**Supplied information:**
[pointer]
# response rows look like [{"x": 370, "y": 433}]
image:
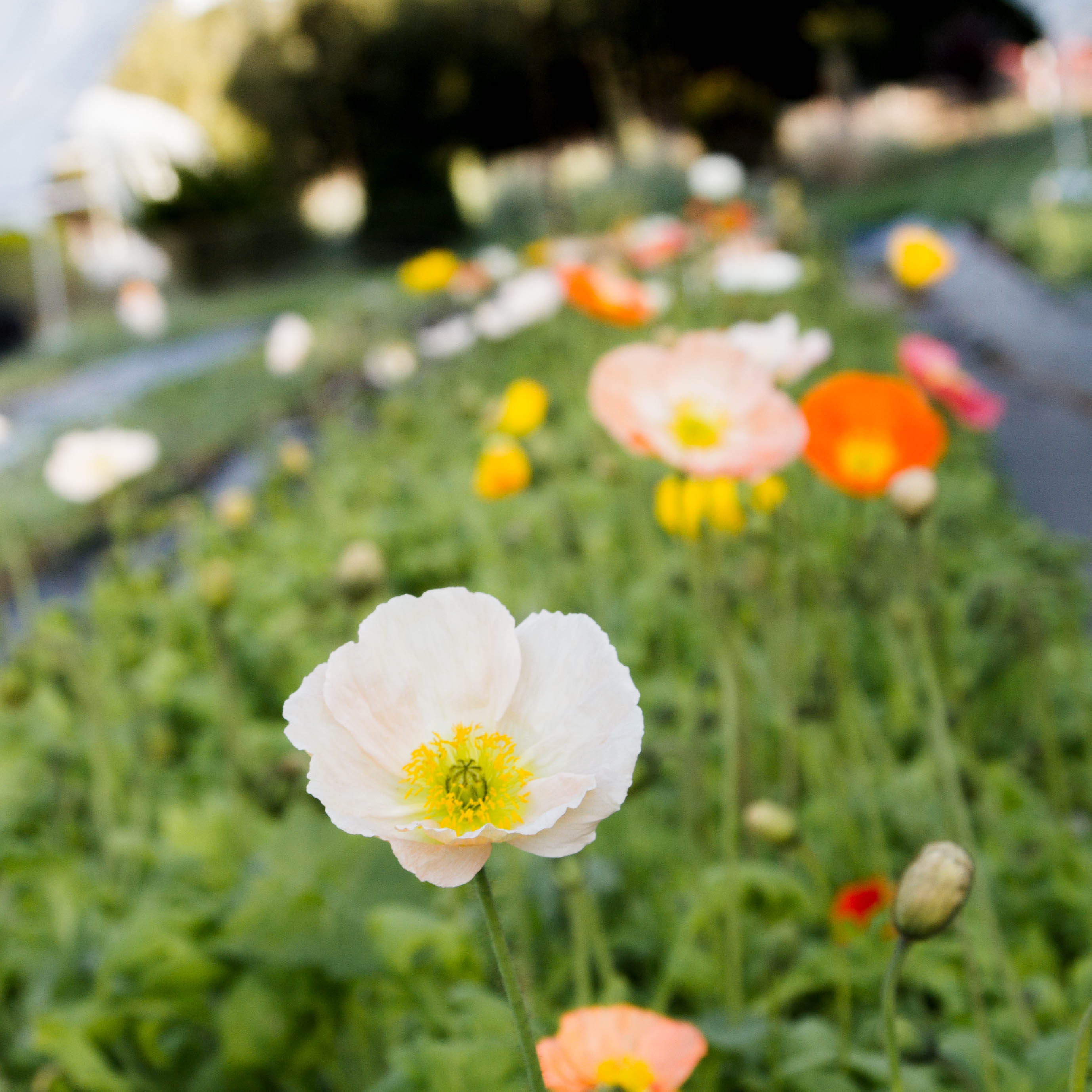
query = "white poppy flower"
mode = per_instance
[
  {"x": 446, "y": 339},
  {"x": 767, "y": 271},
  {"x": 141, "y": 309},
  {"x": 499, "y": 262},
  {"x": 781, "y": 347},
  {"x": 389, "y": 365},
  {"x": 716, "y": 177},
  {"x": 446, "y": 727},
  {"x": 288, "y": 344},
  {"x": 527, "y": 300},
  {"x": 86, "y": 466}
]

**Exercise prompt:**
Rewrite the records above with "poppy" changed to "anemone" and every other line left as it is. Omit the pictures.

**Task solution:**
[pointer]
# response rows look like [{"x": 370, "y": 433}]
image:
query = "white anemone flower"
mode = per_instance
[
  {"x": 446, "y": 339},
  {"x": 767, "y": 271},
  {"x": 141, "y": 309},
  {"x": 499, "y": 262},
  {"x": 781, "y": 347},
  {"x": 389, "y": 365},
  {"x": 716, "y": 177},
  {"x": 446, "y": 727},
  {"x": 288, "y": 344},
  {"x": 527, "y": 300},
  {"x": 86, "y": 466}
]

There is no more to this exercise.